Requirements
Pick out every line of the data below that contains the word "Find", and copy each one. Case matters.

-- start --

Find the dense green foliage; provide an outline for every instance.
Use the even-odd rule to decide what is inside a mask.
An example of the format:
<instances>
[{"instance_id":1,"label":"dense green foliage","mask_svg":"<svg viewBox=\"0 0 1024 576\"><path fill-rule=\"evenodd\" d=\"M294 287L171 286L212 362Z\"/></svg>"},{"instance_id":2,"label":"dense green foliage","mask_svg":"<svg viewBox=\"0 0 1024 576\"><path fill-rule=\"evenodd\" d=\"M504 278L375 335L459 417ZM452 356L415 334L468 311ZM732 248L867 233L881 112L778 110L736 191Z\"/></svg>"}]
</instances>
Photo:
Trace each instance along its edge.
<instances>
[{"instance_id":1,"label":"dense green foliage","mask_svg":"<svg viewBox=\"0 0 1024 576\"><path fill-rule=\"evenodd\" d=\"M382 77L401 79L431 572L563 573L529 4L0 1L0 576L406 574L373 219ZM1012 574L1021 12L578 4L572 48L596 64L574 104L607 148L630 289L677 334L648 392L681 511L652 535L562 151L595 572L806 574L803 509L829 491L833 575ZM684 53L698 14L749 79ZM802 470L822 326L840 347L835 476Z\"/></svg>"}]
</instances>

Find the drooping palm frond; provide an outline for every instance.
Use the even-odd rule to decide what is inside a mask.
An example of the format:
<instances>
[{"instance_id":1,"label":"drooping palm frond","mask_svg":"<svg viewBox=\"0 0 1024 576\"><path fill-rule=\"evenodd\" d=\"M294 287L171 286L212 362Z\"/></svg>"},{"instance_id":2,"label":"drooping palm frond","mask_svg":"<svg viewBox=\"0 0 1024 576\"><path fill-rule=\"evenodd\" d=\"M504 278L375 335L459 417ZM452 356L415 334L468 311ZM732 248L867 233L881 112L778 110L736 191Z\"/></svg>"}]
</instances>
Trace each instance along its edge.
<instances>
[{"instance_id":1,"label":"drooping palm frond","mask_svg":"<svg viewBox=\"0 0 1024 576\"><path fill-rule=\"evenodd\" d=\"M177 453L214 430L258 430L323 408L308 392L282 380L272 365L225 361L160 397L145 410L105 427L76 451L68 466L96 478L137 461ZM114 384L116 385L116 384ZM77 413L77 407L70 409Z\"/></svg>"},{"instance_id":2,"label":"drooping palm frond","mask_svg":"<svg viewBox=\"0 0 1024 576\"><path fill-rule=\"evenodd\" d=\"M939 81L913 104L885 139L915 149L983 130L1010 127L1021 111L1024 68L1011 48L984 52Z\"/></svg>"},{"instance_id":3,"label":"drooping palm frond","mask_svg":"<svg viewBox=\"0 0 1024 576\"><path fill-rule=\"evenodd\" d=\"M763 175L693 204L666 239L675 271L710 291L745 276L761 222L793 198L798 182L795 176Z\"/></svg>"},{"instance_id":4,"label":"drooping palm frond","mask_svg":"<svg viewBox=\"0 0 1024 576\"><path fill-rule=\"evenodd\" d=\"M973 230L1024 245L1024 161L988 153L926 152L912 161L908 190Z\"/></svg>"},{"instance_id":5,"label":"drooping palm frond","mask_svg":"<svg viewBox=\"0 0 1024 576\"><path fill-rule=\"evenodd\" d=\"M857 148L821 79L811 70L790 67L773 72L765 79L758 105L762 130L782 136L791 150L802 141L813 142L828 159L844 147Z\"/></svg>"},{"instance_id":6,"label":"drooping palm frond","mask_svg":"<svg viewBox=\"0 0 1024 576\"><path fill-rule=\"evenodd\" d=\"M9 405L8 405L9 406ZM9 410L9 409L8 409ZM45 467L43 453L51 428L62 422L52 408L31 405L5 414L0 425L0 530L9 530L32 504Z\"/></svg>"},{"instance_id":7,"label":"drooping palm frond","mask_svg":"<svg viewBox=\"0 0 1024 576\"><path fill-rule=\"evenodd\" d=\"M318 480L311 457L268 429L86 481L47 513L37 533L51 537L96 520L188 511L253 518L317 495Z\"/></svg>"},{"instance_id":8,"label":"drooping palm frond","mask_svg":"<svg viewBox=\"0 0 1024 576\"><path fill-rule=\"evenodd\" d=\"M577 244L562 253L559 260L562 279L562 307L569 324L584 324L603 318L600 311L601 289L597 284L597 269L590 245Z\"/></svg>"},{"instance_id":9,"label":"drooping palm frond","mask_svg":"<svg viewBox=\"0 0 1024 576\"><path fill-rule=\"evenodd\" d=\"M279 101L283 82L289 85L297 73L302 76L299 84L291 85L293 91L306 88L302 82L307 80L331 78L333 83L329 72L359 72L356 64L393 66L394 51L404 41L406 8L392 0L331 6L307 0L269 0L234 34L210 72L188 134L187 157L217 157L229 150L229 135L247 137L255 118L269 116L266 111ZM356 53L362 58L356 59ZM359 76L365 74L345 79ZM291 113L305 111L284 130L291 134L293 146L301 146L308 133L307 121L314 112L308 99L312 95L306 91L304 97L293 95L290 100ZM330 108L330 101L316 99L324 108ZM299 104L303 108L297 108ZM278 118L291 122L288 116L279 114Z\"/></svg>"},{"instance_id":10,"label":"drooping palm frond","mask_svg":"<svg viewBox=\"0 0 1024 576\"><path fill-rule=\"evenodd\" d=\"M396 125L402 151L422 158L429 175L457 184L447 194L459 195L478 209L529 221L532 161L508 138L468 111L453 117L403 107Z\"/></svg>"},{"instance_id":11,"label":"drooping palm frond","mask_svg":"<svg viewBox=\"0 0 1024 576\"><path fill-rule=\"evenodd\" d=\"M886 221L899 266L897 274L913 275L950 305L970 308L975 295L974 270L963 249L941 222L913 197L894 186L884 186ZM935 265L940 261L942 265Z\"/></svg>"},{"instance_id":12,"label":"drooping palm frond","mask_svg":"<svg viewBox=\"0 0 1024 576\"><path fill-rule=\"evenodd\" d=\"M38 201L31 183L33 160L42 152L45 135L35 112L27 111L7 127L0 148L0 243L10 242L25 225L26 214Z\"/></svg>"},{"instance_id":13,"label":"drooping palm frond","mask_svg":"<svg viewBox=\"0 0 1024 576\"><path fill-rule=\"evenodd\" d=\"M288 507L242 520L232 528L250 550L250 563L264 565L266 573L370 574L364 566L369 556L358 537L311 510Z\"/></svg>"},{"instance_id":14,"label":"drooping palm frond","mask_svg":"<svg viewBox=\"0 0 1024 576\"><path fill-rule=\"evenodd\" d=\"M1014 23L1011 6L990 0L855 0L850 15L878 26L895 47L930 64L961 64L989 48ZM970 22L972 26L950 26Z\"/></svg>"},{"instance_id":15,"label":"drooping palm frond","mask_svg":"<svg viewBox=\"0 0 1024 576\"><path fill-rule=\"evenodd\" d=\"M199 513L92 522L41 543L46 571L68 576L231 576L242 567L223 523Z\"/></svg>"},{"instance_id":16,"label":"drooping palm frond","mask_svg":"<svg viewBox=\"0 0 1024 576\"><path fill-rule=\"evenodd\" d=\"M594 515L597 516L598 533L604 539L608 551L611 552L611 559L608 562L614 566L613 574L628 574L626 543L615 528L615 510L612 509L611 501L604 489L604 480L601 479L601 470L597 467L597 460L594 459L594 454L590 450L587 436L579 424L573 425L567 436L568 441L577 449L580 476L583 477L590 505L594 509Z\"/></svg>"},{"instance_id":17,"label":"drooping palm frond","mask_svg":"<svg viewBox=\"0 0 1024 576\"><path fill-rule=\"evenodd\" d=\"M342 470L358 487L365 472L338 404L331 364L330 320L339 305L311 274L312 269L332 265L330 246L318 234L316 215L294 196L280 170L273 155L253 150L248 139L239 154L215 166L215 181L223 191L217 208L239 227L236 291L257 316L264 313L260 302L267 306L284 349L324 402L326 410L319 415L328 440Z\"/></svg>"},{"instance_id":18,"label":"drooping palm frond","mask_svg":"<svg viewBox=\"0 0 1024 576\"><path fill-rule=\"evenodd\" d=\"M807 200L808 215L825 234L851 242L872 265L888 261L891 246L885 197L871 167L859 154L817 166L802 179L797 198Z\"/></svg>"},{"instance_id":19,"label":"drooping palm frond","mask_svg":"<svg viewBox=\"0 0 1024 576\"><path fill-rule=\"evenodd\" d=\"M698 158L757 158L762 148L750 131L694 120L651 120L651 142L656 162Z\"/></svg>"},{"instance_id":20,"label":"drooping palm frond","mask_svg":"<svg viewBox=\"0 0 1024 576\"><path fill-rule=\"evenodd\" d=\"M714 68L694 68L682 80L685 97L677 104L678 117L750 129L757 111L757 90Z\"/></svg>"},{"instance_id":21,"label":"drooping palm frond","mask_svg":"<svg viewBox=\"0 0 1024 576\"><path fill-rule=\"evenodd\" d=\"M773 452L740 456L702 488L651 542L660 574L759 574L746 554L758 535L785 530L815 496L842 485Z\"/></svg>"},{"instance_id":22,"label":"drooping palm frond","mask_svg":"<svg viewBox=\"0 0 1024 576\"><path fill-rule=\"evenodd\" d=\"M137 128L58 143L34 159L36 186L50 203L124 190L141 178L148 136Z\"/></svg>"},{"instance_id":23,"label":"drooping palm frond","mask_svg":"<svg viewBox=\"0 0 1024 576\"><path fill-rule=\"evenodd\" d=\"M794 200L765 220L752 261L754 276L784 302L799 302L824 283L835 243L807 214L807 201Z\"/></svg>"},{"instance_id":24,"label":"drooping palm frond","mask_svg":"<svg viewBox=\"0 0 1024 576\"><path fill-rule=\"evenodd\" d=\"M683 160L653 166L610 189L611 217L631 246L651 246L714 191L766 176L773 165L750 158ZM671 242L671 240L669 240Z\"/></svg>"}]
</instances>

-- end --

Reply
Find the dense green foliage; provide an outline for every instance.
Find the drooping palm frond; provide an outline for every instance.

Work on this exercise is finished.